== Task brief ==
Please edit the material from the line with "the green information" through the end, changing "placard" to "sign" and leaving everything else as it is; return only those lines.

== Available records ==
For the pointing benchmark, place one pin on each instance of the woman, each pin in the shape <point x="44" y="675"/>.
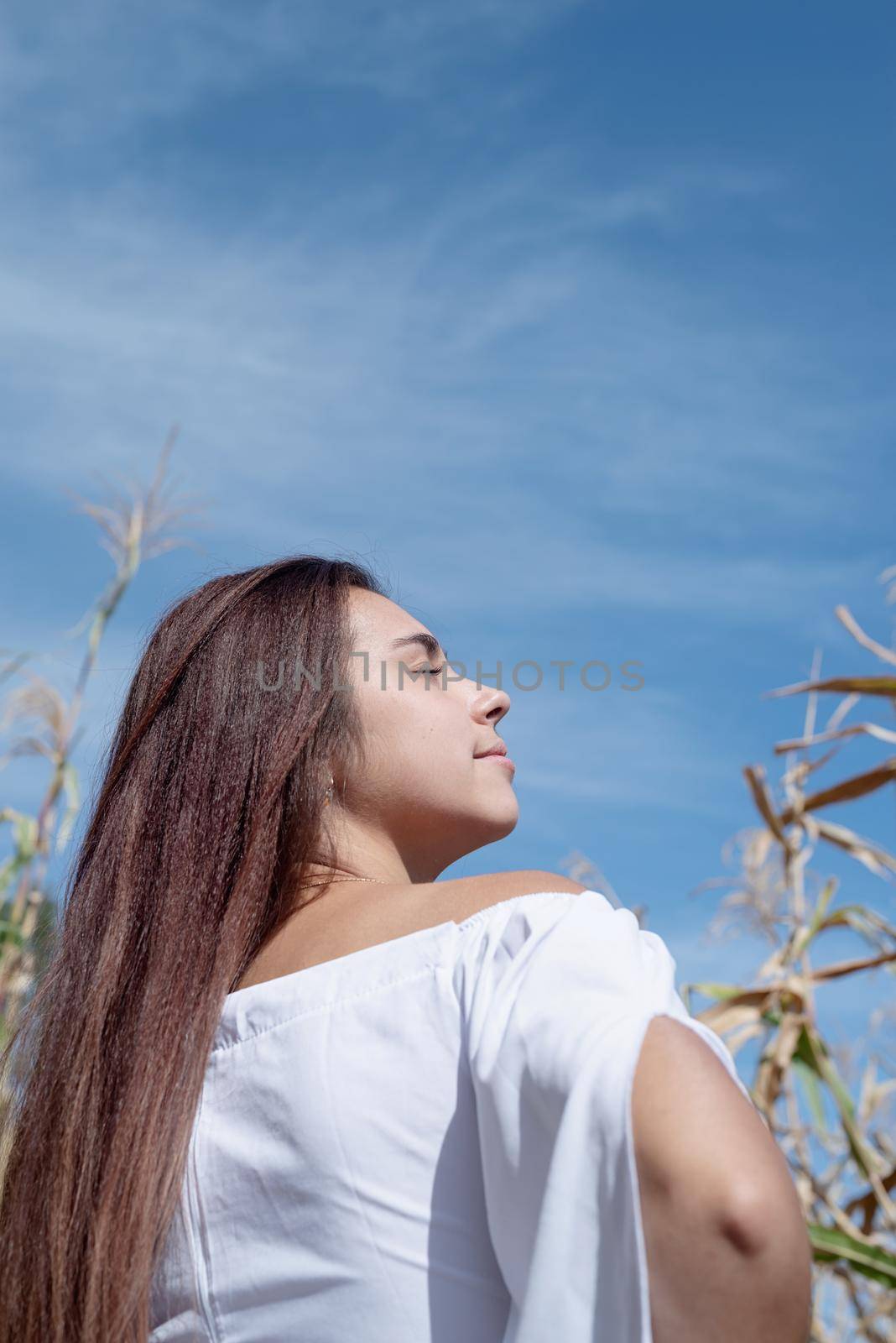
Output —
<point x="279" y="1083"/>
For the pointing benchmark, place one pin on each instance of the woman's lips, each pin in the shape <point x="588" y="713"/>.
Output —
<point x="501" y="759"/>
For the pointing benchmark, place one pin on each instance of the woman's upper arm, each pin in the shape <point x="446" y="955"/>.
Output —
<point x="698" y="1142"/>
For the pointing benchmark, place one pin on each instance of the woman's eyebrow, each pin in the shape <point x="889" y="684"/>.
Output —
<point x="428" y="641"/>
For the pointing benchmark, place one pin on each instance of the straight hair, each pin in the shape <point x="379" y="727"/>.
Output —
<point x="207" y="818"/>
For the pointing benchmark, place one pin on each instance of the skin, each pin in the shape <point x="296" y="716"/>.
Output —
<point x="727" y="1251"/>
<point x="420" y="801"/>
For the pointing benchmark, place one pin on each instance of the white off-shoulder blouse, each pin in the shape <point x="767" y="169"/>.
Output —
<point x="428" y="1141"/>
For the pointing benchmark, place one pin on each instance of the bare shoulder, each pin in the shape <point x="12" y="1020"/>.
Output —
<point x="459" y="897"/>
<point x="340" y="923"/>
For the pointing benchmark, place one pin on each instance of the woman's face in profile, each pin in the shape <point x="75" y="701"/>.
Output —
<point x="421" y="735"/>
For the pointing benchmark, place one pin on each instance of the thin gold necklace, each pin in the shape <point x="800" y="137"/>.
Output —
<point x="331" y="880"/>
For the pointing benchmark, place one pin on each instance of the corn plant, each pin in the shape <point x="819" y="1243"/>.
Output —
<point x="833" y="1121"/>
<point x="133" y="528"/>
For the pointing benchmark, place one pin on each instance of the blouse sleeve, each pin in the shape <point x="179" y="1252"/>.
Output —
<point x="557" y="991"/>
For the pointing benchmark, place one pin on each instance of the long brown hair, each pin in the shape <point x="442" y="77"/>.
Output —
<point x="206" y="821"/>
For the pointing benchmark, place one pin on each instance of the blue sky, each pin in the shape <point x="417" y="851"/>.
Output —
<point x="575" y="319"/>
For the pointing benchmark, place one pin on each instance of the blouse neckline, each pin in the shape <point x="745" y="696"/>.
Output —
<point x="326" y="970"/>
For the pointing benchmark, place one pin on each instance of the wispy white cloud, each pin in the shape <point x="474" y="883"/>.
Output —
<point x="502" y="355"/>
<point x="101" y="66"/>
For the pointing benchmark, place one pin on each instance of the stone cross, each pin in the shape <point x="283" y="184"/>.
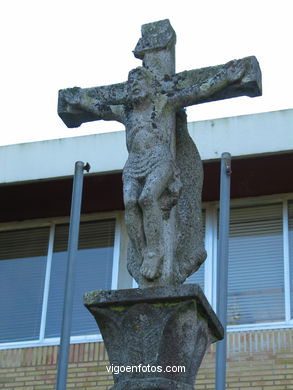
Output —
<point x="162" y="178"/>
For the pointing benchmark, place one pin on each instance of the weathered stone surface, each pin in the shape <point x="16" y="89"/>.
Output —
<point x="163" y="174"/>
<point x="160" y="326"/>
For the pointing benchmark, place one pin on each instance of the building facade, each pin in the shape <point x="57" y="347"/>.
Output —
<point x="35" y="193"/>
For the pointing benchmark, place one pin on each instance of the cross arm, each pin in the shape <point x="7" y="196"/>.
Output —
<point x="235" y="78"/>
<point x="77" y="106"/>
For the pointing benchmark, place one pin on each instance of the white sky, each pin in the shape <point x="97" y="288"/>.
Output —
<point x="55" y="44"/>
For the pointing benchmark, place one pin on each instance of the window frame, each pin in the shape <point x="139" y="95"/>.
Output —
<point x="51" y="223"/>
<point x="211" y="266"/>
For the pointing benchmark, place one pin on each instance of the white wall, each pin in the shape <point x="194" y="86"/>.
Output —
<point x="243" y="135"/>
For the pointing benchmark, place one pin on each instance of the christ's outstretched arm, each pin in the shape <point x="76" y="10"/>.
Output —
<point x="232" y="72"/>
<point x="85" y="100"/>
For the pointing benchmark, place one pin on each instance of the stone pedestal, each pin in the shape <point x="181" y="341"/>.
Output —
<point x="150" y="332"/>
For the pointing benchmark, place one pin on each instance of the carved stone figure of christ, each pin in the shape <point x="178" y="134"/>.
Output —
<point x="151" y="110"/>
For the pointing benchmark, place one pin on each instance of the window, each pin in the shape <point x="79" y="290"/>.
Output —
<point x="260" y="272"/>
<point x="290" y="234"/>
<point x="256" y="265"/>
<point x="32" y="278"/>
<point x="199" y="276"/>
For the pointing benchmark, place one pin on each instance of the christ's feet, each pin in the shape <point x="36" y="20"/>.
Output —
<point x="150" y="268"/>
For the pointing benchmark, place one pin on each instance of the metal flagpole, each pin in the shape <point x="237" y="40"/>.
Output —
<point x="69" y="287"/>
<point x="222" y="267"/>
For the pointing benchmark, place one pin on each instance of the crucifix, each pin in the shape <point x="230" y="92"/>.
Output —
<point x="162" y="178"/>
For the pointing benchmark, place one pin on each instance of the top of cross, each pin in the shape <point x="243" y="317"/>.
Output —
<point x="156" y="48"/>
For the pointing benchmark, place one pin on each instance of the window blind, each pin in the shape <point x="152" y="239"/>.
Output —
<point x="93" y="271"/>
<point x="22" y="274"/>
<point x="256" y="270"/>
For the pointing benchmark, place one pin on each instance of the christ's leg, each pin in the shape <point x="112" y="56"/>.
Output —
<point x="156" y="182"/>
<point x="133" y="215"/>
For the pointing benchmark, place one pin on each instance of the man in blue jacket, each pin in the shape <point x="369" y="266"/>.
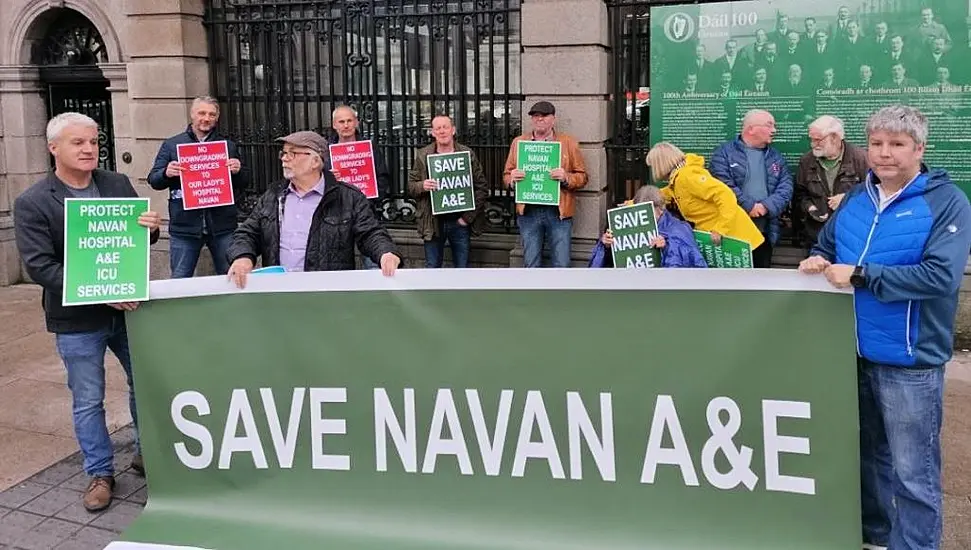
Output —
<point x="758" y="175"/>
<point x="189" y="230"/>
<point x="901" y="241"/>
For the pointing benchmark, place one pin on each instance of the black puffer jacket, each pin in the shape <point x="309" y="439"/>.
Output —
<point x="342" y="219"/>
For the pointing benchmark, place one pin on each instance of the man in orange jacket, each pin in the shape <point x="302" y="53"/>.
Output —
<point x="537" y="222"/>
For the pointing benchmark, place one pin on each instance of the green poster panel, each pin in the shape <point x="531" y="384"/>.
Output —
<point x="106" y="252"/>
<point x="712" y="62"/>
<point x="536" y="159"/>
<point x="311" y="438"/>
<point x="731" y="253"/>
<point x="633" y="227"/>
<point x="453" y="172"/>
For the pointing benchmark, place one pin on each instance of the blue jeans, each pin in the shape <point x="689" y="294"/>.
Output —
<point x="900" y="455"/>
<point x="184" y="253"/>
<point x="459" y="241"/>
<point x="83" y="354"/>
<point x="542" y="224"/>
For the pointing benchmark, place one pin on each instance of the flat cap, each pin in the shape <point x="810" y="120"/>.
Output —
<point x="308" y="139"/>
<point x="542" y="108"/>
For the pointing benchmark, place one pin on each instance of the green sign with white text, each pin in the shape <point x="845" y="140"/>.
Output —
<point x="453" y="172"/>
<point x="537" y="159"/>
<point x="633" y="227"/>
<point x="713" y="62"/>
<point x="731" y="253"/>
<point x="106" y="252"/>
<point x="311" y="438"/>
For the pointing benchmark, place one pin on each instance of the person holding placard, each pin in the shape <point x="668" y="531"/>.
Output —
<point x="309" y="221"/>
<point x="82" y="333"/>
<point x="545" y="210"/>
<point x="346" y="128"/>
<point x="449" y="185"/>
<point x="190" y="230"/>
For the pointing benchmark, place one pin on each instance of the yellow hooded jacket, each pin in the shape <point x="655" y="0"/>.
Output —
<point x="708" y="203"/>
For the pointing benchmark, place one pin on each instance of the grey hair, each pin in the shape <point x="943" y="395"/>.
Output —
<point x="899" y="119"/>
<point x="828" y="124"/>
<point x="205" y="99"/>
<point x="57" y="124"/>
<point x="649" y="193"/>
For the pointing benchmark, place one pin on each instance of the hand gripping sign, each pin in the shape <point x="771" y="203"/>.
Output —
<point x="206" y="179"/>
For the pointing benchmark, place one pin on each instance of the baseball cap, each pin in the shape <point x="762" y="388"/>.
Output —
<point x="308" y="139"/>
<point x="542" y="108"/>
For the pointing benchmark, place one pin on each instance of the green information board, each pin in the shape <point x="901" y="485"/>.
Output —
<point x="453" y="172"/>
<point x="106" y="252"/>
<point x="711" y="63"/>
<point x="732" y="253"/>
<point x="633" y="227"/>
<point x="536" y="159"/>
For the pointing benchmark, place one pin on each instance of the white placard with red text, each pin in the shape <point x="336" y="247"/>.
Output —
<point x="354" y="163"/>
<point x="206" y="179"/>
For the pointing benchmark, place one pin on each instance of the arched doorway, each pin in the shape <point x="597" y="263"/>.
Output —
<point x="67" y="54"/>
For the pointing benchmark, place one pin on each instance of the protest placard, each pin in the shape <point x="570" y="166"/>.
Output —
<point x="206" y="179"/>
<point x="106" y="252"/>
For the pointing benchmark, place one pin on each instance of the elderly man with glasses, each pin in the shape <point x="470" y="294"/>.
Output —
<point x="309" y="221"/>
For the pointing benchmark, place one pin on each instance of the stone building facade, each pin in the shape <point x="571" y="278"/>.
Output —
<point x="154" y="59"/>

== Solution to this problem ==
For the pointing benchmark, place one pin on each instance of the green information board, each pin in the shape <point x="901" y="485"/>.
Output —
<point x="453" y="172"/>
<point x="106" y="252"/>
<point x="711" y="63"/>
<point x="732" y="253"/>
<point x="633" y="227"/>
<point x="536" y="159"/>
For the pointing benchmark, place one pin on each instance of the white sign with red text, each pin in the shape <point x="336" y="247"/>.
Output —
<point x="354" y="163"/>
<point x="206" y="179"/>
For the pointing benchmark, place one pin on each instance of the arched doorway, each pin in the shape <point x="597" y="263"/>.
Output —
<point x="67" y="54"/>
For the pointing benchmark, place one pin on each instance of the protest sign, each pin in the shape <point x="570" y="166"/>.
Output —
<point x="206" y="179"/>
<point x="106" y="252"/>
For the pointing benchmark, place one pin on each instance of the elderly man with glasses, each pin in the shape <point x="470" y="294"/>.
Output —
<point x="309" y="221"/>
For the pointing benchmark, place one pin on each instance of the stone building facade, each pin in the shape <point x="571" y="278"/>.
Output —
<point x="154" y="59"/>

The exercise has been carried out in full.